Rating: a fresh baguette that you accidentally dropped on the floor of the Metro

3. All Bad Cards

This is a Cards Against Humanity knock-off I played online with some friends during a lockdown games night. It has the dubious honour of being worse than the actual Cards Against Humanity game, which is saying something. However, it maintains CAH's ability to coax your closest friends into making jokes about r*pe and child abuse, among other upsetting topics. Somehow both boring and repulsive.

Rating: an "Elvis" sandwich of peanut butter, banana, and bacon (maybe other people like it but I think it's disgusting).

2. Sims 4

The higher they climb, the harder they fall - thus Sims 4 has gained a higher ranking than it truly deserves, simply for the sin of disappointing me. The Sims has always been an amazing time-consumer for me, ever since I was little, so I was excited to download The Sims 4 and wile away some quarantine hours in Simland. Unfortunately, it turns out Sims 4 is just Sims 3 plus good graphics and minus all the charm of previous instalments. Not a good trade-off.

::::::

WRITTEN EXERCISE 1 | In the listing, reproduce word for word the part that opens with the line containing "of the frost" and runs through the end of the listing.

[Named object pointing listing]

::::::

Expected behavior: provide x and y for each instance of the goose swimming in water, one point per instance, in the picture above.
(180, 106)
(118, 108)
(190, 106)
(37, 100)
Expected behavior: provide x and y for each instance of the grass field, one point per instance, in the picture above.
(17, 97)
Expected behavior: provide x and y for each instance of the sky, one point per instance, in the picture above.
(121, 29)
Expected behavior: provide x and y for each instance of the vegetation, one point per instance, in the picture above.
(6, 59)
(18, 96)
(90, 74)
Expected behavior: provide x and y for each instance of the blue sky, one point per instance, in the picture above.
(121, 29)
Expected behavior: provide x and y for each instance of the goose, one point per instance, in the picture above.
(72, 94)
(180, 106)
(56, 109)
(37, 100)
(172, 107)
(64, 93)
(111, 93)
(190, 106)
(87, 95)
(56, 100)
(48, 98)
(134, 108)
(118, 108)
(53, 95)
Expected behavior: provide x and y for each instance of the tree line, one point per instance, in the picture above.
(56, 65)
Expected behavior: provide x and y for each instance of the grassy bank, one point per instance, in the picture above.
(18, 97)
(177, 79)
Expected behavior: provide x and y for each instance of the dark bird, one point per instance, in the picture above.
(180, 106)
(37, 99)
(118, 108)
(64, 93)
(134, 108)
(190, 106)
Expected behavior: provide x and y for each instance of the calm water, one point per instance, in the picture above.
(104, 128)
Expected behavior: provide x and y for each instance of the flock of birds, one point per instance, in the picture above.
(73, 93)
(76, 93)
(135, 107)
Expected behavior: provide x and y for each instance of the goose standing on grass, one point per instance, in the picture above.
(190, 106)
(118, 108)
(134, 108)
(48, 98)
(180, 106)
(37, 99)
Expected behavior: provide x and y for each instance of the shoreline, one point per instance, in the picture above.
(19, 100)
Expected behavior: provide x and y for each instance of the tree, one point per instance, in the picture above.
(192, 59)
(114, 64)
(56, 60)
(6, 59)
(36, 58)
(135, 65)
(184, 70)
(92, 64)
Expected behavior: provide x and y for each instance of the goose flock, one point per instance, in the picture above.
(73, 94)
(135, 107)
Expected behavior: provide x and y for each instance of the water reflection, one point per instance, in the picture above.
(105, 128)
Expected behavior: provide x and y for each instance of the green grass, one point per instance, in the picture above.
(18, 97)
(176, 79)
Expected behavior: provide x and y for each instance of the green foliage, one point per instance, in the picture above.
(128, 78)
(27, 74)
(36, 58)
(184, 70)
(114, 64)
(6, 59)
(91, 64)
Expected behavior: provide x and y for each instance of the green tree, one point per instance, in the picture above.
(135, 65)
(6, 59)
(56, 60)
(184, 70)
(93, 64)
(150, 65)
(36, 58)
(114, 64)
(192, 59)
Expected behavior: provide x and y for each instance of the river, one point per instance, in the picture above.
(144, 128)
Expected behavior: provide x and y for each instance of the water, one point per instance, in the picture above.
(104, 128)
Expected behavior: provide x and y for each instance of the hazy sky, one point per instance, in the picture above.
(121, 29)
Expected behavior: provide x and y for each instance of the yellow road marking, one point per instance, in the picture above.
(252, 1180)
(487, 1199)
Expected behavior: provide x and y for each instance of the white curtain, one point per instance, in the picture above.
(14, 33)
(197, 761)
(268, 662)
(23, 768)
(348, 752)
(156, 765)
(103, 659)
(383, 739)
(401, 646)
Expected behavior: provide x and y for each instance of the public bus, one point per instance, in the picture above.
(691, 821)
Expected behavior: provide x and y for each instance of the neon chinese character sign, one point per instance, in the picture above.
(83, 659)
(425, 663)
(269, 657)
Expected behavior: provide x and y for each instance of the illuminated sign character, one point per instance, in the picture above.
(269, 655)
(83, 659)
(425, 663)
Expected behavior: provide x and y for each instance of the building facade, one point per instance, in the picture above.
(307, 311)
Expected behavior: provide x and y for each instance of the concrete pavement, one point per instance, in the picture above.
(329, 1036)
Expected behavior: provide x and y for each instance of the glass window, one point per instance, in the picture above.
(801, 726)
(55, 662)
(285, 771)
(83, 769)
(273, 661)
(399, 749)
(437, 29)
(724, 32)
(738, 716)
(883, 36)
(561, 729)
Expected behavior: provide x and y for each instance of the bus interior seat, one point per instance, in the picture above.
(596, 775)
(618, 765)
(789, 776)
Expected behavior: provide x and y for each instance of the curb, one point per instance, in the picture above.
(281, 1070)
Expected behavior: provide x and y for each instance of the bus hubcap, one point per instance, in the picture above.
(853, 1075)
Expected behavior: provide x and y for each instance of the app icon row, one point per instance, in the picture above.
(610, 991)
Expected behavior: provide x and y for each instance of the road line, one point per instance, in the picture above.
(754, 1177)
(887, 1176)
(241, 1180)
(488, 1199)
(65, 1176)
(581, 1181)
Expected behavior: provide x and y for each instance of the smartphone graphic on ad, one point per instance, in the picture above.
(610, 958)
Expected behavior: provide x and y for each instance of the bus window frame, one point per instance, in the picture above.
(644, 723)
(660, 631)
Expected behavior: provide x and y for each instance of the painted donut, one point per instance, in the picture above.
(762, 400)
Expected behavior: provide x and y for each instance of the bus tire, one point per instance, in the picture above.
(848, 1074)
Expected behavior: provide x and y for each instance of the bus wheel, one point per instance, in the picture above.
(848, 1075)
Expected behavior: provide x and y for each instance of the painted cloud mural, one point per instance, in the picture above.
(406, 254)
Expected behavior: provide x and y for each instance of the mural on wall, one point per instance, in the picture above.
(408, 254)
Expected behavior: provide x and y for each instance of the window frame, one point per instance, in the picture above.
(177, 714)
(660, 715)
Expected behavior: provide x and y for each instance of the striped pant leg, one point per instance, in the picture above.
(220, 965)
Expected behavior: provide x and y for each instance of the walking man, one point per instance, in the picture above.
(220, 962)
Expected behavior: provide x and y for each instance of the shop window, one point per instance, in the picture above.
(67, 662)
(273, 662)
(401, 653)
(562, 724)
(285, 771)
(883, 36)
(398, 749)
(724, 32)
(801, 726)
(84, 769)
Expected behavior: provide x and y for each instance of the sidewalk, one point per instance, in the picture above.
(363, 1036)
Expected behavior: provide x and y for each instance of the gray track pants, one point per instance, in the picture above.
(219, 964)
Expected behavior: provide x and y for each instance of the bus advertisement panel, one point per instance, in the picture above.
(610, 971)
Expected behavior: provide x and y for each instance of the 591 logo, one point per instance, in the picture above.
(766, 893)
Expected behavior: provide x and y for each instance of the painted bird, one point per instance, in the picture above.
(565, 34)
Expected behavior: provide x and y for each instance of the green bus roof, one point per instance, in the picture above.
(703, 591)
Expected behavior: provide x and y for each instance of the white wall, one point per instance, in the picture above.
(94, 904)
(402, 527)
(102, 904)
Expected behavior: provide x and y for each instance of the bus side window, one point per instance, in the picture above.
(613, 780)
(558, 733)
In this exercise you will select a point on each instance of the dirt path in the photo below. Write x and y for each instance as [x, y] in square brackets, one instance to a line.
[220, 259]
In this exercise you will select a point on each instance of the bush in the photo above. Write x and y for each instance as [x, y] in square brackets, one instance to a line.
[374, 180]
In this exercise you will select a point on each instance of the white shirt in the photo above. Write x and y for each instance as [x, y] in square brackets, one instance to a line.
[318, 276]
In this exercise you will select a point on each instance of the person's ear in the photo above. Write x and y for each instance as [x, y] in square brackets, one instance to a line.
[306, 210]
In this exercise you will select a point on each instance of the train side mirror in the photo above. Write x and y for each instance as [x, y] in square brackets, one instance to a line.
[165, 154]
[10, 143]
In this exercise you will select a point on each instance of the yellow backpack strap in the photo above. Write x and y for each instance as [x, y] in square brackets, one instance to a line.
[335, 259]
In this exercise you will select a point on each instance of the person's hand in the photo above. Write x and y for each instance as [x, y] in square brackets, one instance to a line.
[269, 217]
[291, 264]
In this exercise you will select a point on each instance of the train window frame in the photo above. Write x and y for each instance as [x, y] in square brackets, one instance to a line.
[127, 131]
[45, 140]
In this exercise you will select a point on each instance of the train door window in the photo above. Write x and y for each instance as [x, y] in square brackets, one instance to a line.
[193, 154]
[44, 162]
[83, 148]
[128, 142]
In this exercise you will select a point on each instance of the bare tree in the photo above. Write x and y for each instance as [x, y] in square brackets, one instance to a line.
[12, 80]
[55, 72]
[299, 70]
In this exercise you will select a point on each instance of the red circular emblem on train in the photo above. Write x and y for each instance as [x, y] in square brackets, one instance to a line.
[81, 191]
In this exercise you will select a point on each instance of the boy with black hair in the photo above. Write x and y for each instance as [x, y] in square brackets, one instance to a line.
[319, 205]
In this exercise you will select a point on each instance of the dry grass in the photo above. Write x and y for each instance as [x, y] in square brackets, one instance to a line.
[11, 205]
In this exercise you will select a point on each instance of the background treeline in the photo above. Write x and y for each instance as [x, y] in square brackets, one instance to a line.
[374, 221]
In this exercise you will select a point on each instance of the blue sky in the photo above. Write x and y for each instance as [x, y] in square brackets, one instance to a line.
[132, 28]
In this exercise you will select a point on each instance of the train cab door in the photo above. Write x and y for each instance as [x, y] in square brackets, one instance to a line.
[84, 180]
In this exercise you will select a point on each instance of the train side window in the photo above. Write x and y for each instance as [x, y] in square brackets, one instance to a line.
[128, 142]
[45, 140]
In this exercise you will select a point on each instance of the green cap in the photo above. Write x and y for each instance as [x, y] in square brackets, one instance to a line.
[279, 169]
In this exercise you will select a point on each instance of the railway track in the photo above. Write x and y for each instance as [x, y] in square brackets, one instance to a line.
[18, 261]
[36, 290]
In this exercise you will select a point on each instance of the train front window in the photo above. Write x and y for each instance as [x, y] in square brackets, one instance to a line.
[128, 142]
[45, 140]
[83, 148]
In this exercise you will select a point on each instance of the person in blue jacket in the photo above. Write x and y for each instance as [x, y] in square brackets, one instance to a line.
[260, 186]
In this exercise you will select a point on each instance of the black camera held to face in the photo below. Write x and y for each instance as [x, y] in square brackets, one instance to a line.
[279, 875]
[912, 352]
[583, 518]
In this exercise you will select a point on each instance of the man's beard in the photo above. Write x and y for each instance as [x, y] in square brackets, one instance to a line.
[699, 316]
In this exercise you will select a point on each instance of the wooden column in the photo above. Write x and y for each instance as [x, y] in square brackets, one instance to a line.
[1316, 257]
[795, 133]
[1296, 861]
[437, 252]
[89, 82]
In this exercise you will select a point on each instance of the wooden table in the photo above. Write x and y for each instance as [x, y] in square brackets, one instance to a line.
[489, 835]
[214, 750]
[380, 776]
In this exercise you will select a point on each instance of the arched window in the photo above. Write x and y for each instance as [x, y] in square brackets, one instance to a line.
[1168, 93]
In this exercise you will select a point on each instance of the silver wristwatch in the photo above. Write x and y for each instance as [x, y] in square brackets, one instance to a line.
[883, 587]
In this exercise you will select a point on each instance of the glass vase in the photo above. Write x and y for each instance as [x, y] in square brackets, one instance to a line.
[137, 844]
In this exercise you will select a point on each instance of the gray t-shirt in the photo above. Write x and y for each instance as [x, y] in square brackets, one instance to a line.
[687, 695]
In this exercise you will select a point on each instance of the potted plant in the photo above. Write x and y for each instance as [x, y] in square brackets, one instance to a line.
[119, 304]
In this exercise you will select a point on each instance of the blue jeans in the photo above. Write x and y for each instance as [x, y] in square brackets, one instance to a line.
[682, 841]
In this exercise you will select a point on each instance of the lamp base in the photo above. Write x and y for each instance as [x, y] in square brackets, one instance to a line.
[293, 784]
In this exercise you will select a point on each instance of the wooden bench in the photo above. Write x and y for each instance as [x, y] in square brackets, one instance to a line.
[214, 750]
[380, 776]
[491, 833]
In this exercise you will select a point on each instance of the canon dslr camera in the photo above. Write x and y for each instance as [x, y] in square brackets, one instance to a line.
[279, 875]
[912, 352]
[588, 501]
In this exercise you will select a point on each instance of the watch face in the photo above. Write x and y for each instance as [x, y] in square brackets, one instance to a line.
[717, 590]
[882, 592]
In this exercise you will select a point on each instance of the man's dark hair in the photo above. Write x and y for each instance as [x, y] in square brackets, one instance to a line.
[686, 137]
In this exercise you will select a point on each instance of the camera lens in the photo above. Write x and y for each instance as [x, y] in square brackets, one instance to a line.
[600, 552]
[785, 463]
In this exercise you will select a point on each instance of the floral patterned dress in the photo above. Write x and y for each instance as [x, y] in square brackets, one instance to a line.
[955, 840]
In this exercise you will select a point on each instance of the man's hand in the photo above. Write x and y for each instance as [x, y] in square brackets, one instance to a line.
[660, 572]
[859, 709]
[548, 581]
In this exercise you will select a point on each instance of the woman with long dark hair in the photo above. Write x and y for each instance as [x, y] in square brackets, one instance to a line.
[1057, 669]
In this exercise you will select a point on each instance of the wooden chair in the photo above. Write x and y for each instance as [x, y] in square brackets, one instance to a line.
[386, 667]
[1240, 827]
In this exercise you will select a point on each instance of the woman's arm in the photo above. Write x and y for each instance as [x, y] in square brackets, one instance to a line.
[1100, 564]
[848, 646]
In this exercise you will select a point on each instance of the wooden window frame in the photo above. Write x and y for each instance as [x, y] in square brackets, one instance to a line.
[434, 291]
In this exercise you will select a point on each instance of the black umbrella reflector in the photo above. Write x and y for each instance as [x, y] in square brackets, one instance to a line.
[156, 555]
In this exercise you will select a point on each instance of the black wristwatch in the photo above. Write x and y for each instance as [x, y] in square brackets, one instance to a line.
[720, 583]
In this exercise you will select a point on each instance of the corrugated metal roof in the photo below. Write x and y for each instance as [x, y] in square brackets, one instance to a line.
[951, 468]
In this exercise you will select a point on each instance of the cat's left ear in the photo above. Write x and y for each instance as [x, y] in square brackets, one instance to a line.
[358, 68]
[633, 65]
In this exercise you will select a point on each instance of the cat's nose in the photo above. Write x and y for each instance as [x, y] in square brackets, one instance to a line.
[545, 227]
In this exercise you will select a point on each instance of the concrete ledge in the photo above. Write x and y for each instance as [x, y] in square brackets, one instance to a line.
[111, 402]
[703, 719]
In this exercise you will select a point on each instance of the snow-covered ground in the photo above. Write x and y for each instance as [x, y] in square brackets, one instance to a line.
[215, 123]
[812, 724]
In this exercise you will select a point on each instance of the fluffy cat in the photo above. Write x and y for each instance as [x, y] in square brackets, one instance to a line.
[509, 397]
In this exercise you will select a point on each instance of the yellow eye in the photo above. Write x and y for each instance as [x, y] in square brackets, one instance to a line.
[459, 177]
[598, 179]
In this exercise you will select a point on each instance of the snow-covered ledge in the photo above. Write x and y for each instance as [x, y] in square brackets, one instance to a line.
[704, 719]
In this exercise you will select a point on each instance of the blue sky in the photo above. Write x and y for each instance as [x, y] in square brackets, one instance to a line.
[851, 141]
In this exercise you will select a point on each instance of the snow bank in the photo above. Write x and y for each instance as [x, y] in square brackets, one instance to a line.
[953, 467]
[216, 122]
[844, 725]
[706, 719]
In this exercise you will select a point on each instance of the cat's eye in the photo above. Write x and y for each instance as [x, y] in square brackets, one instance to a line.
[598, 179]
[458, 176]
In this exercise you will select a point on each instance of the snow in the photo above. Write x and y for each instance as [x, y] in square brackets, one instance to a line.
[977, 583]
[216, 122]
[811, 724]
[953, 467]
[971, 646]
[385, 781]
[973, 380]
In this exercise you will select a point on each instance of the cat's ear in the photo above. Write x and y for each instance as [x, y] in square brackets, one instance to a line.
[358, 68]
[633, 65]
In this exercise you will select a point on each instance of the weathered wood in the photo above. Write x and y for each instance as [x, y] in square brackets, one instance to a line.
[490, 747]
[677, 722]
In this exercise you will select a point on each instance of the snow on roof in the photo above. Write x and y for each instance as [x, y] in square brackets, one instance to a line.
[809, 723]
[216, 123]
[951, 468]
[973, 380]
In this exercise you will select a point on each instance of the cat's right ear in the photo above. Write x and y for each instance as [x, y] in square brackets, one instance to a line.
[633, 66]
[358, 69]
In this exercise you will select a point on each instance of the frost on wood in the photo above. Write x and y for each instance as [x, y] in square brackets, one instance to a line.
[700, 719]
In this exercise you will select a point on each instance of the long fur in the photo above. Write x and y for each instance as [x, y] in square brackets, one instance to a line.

::::::

WRITTEN EXERCISE 2 | Continue the ranked rundown of games played during lockdown, picking up after its last sentence.

RIGHT ANSWER 1 |
In this exercise you will select a point on each instance of the frost on wood in the photo above. Write x and y for each instance as [x, y] in square brackets, one instance to a line.
[700, 719]
In this exercise you will select a point on each instance of the long fur in the photo above. Write x and y for each instance as [x, y] in square brackets, one instance to a line.

RIGHT ANSWER 2 |
Rating: veggie wrap but it's made with lettuce instead of bread and is filled only with more lettuce

1. Space Force

Finishing Middleditch and Schwartz, my number one best time-user during lockdown, left me desperate for more Ben Schwartz content. I was over the moon (so to speak) to find out he was soon to star in a new Netflix TV series alongside Steve Carrell and John Malkovich, Space Force. The series made me laugh until I cried, but only because I was forcing myself to laugh until it became physically painful for me to continue. Sadly, no amount of fake laughing could save this one. I'm sorry, Ben Schwartz.

Rating: a "toast sandwich" (two slices of bread with a plain slice of toast in-between)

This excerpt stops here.